Selected passage:

Sawyer County Increases Library Funding
Following appeals made during the November Sawyer County Board of Supervisors budget hearing, funding for the public libraries of Hayward and Winter was increased by 3.5 percent. Advocates for the increase praised the libraries for their highly used resources and as valuable community centers for meetings, library programs, technology support, and for people with special needs. For more information visit the Sawyer County Record.
RADD to the Rescue!
The technology community at the School of Library and Information Studies (SLIS) has been developing a laboratory constructed of salvaged and recycled equipment for digitizing vulnerable historic information. Old books as well as varying formats of videos, audios, films, and disks that are deteriorating or becoming obsolete are at risk of being lost. The Recovering Analog and Digital Data (RADD) service of SLIS is dedicated to digitizing materials that need to be preserved and accessible for future generations.

Source data:
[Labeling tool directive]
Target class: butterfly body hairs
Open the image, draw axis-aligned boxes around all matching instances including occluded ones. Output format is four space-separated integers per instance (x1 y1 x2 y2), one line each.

Problems to work on:
1/ Summarize the library news excerpt in two sentences.
2/ Write out everything in the library news excerpt from "Sawyer County Increases" down to "Sawyer County Record.".
3/ Write what comes next in the library news excerpt, continuing from its last sentence.

Per-task outputs:
1/ After appeals at the November Sawyer County Board of Supervisors budget hearing, funding for the public libraries of Hayward and Winter was increased by 3.5 percent, with advocates praising the libraries as highly used resources and valuable community centers. The technology community at the School of Library and Information Studies has been building a laboratory from salvaged and recycled equipment, and its Recovering Analog and Digital Data (RADD) service digitizes deteriorating or obsolete books, videos, audios, films, and disks so they can be preserved and accessible for future generations.

2/
Sawyer County Increases Library Funding
Following appeals made during the November Sawyer County Board of Supervisors budget hearing, funding for the public libraries of Hayward and Winter was increased by 3.5 percent. Advocates for the increase praised the libraries for their highly used resources and as valuable community centers for meetings, library programs, technology support, and for people with special needs. For more information visit the Sawyer County Record.

3/
Local archives, libraries, museums or historical societies with unique audiovisual (A/V) materials but without funding for a RADD project are encouraged to inquire about grant partnerships, small RADD projects for SLIS classrooms or individual student practicums, and A/V digitization training for working professionals.
Presque Isle Friends Donate $12,000
The Presque Isle Friends group has contributed $12,000 to their library's lower level expansion project. The generous donation will be used to equip the room with a state-of-the-art audiovisual system. The new edition will be available soon for training, programs, meetings, community groups and travelogues. Congratulations!
2015 Trustee Essentials
The 2015 revision of Trustee Essentials for Wisconsin public library trustees is now available on the DPI website (http://pld.dpi.wi.gov/pld_handbook). Trustee Essentials is the result of the efforts of a dedicated task force of public librarians, regional library system staff, trustees, and DPI staff in 2002.
As a result of dramatic changes in technology and public expectations over the years, Trustee Essentials is no longer printed in hard copy and distributed statewide. However, it is available online in printable .pdfs. Several states (including Nebraska and New York) have transitioned their trustee manual into an online format with select quick reference documents being available in .pdf. That may be the trend that our state follows for future revisions. The majority of chapters have some level of change. Revisions include the following:
- Updated online links and resources
- Updated several legal references and added a few more (related to consolidated county libraries)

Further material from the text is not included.